Copy every one of the records below word for word, leaving out the pictures.

INPUT:
------------------------------------------------
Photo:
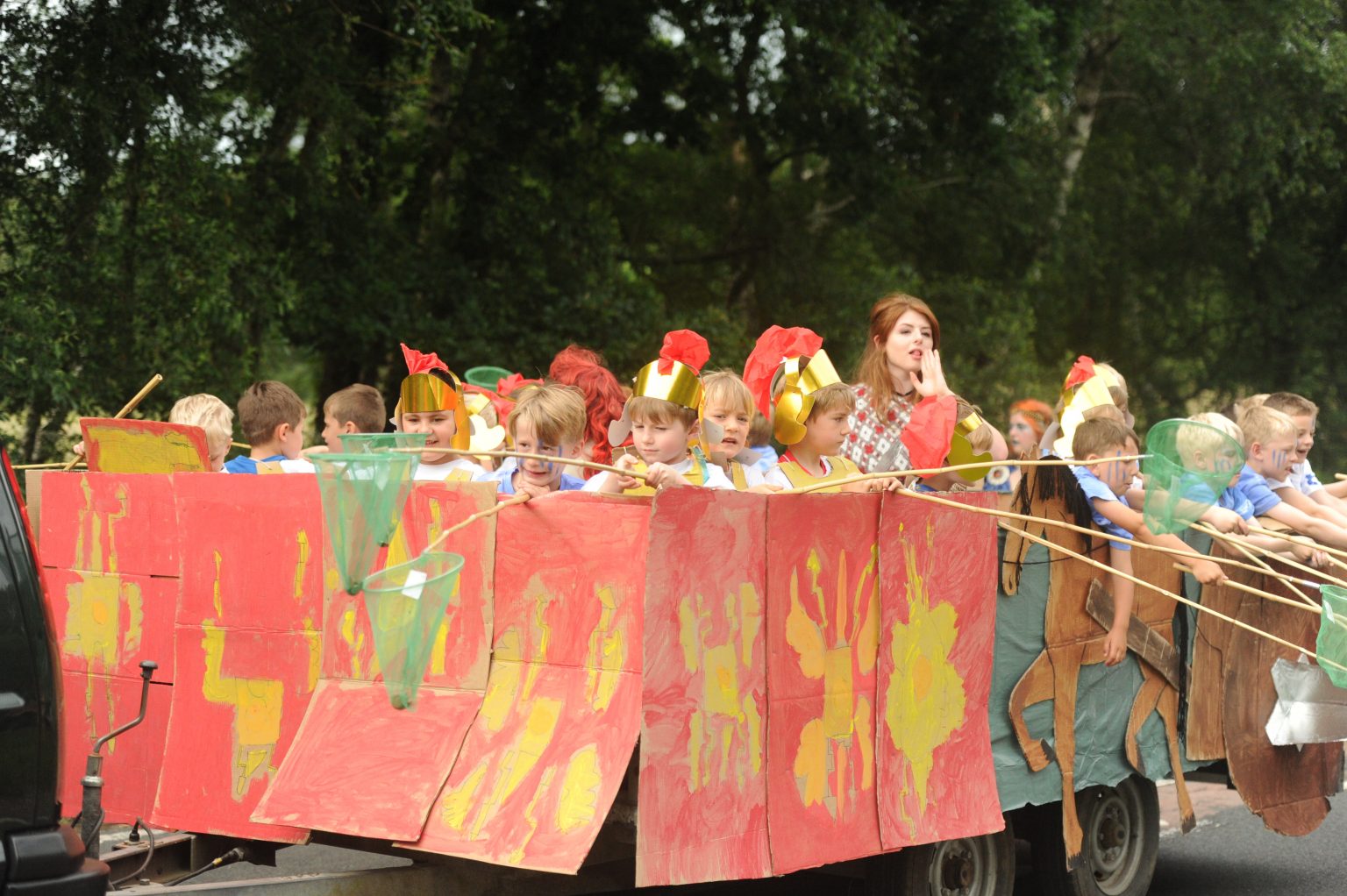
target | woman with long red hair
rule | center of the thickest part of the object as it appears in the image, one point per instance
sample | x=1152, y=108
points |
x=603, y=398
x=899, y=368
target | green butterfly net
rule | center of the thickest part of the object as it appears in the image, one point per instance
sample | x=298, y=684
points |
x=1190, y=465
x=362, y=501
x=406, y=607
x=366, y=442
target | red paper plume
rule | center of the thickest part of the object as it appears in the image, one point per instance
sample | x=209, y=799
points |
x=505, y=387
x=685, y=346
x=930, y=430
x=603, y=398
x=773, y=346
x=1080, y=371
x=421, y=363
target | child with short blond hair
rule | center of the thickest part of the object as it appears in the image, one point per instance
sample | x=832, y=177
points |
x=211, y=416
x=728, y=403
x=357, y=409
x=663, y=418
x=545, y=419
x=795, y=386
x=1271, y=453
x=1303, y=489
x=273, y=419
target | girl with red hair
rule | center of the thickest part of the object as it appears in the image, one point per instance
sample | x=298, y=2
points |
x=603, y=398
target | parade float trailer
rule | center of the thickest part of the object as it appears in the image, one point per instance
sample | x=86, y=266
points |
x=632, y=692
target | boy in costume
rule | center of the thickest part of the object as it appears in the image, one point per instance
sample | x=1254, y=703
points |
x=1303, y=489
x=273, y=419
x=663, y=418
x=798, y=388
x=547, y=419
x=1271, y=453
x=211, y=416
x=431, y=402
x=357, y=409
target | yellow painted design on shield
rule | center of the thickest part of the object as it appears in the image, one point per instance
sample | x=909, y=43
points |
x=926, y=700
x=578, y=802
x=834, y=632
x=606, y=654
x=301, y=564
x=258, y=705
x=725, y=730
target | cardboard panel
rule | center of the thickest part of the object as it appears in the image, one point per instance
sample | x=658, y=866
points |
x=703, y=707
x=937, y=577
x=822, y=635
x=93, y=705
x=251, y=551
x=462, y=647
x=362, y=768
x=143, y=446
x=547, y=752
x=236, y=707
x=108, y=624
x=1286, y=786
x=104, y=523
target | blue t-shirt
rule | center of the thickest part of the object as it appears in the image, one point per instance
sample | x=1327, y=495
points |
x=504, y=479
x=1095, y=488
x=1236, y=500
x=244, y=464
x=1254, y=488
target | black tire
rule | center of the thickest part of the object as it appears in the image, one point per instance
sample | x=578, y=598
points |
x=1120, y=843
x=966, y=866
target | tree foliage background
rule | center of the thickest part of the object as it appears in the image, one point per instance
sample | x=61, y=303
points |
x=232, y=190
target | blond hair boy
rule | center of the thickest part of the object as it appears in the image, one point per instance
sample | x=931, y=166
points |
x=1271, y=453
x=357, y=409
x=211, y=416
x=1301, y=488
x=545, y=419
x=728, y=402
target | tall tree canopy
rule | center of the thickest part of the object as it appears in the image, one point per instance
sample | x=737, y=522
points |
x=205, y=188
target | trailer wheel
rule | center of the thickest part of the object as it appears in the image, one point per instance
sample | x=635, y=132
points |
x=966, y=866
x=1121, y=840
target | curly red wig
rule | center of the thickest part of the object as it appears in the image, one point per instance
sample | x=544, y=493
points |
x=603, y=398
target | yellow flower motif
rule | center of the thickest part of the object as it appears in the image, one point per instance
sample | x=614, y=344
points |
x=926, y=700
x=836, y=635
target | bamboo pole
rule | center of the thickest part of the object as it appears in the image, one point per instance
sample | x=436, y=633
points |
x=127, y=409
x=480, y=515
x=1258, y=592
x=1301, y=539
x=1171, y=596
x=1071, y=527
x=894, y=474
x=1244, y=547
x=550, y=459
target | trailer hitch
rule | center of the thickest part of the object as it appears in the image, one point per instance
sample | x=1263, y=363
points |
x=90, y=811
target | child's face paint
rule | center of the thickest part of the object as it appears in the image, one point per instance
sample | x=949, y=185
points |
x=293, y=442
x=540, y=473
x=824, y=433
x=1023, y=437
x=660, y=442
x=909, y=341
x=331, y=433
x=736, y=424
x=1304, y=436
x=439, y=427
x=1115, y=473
------------------------------------------------
ANSWER TO THIS TASK:
Photo:
target | woman with long red hair
rule | center of the thickest part of the object as it appears in the image, one point per instance
sample | x=1152, y=108
points |
x=603, y=398
x=899, y=368
target | green butterfly net
rule | center of the thickest part of the object as it appears in the image, one point per instance
sample | x=298, y=684
points |
x=1190, y=465
x=362, y=501
x=406, y=607
x=366, y=442
target | red paper plume
rule | center of the thickest part of the object as it appears in the image, one point per instance
sample | x=209, y=799
points |
x=505, y=387
x=685, y=346
x=930, y=430
x=603, y=398
x=773, y=346
x=1080, y=371
x=421, y=363
target | child with short blond hair
rule | center of the thickest part of the object as it appears in the image, one point per instance
sample | x=832, y=177
points |
x=211, y=416
x=728, y=403
x=357, y=409
x=663, y=418
x=545, y=419
x=795, y=386
x=1271, y=453
x=1303, y=489
x=273, y=419
target | girl with red hair
rule | center of the thickest part of the object as it appears in the image, one point per instance
sample | x=298, y=2
points |
x=603, y=398
target | parade float trailer
rule | center of the thickest part of the object as it appears in the image, one point per instance
sample | x=86, y=266
points |
x=632, y=692
target | boy in costume
rule | center of the thickest part of the object as it appears in the image, one point per instance
sample | x=1254, y=703
points |
x=1303, y=489
x=273, y=419
x=663, y=418
x=798, y=388
x=547, y=419
x=1271, y=453
x=211, y=416
x=431, y=402
x=357, y=409
target | yellow painted design on shield
rule | center of the thickest part of the object as it appears in the image, one point per instance
sample | x=909, y=43
points |
x=926, y=700
x=578, y=802
x=834, y=632
x=606, y=654
x=301, y=564
x=258, y=705
x=725, y=730
target | cardboard panel
rule | center of the thickest part of the object as it appears in the image, one point per instance
sample | x=658, y=866
points |
x=703, y=707
x=937, y=577
x=822, y=635
x=93, y=705
x=251, y=551
x=462, y=647
x=362, y=768
x=143, y=446
x=547, y=752
x=236, y=707
x=108, y=624
x=1286, y=786
x=104, y=523
target | blue t-shirt
rule | center of the thickest part of the object as it appears in the image, one point per instance
sample | x=1327, y=495
points |
x=504, y=479
x=1095, y=488
x=1236, y=500
x=244, y=464
x=1254, y=488
target | black tire
rule | center of the thickest part of the object as it appears in the image, one point per instance
sample | x=578, y=598
points |
x=1120, y=843
x=966, y=866
target | tree foliage background
rule | center of the thickest part of the object as it appears in the image, one point per instance
sample | x=61, y=303
points |
x=232, y=190
target | blond hair boy
rule | center of the thickest part of the object as it appears in the image, one point per instance
sample | x=931, y=166
points |
x=1271, y=453
x=357, y=409
x=211, y=416
x=1301, y=488
x=545, y=419
x=728, y=402
target | tall tree canopy
rule | center of the thickest part of the object as it appears in the image, one point per instance
sample | x=737, y=522
points |
x=205, y=188
target | trailer wheel
rule | center of the thickest part of the object as it appears in the image, one point per instance
sample | x=635, y=132
points |
x=966, y=866
x=1121, y=840
target | curly red wig
rule | center of the thickest part of the object as it appears in the image, one point per instance
sample | x=544, y=493
points |
x=603, y=398
target | yellow flower motif
rule | center of the thickest part of the object as it appears in the image, one point per instance
sample | x=614, y=344
points |
x=926, y=700
x=836, y=635
target | bamboo pole
rule | center of the thickest part of the object as it appears in the image, one point per instance
sample | x=436, y=633
points |
x=127, y=409
x=480, y=515
x=1258, y=592
x=1301, y=539
x=1171, y=596
x=1071, y=527
x=894, y=474
x=1244, y=547
x=550, y=459
target | trailer hitch
rule | center of the thickest part of the object as it appears in the image, one point per instance
sample | x=1263, y=363
points |
x=90, y=811
target | child's face paint
rule | center of the thickest part of the object as it appears in the image, one point per instance
sample | x=949, y=185
points |
x=293, y=442
x=540, y=473
x=824, y=433
x=1023, y=437
x=660, y=442
x=909, y=341
x=331, y=433
x=736, y=424
x=1304, y=436
x=439, y=427
x=1115, y=473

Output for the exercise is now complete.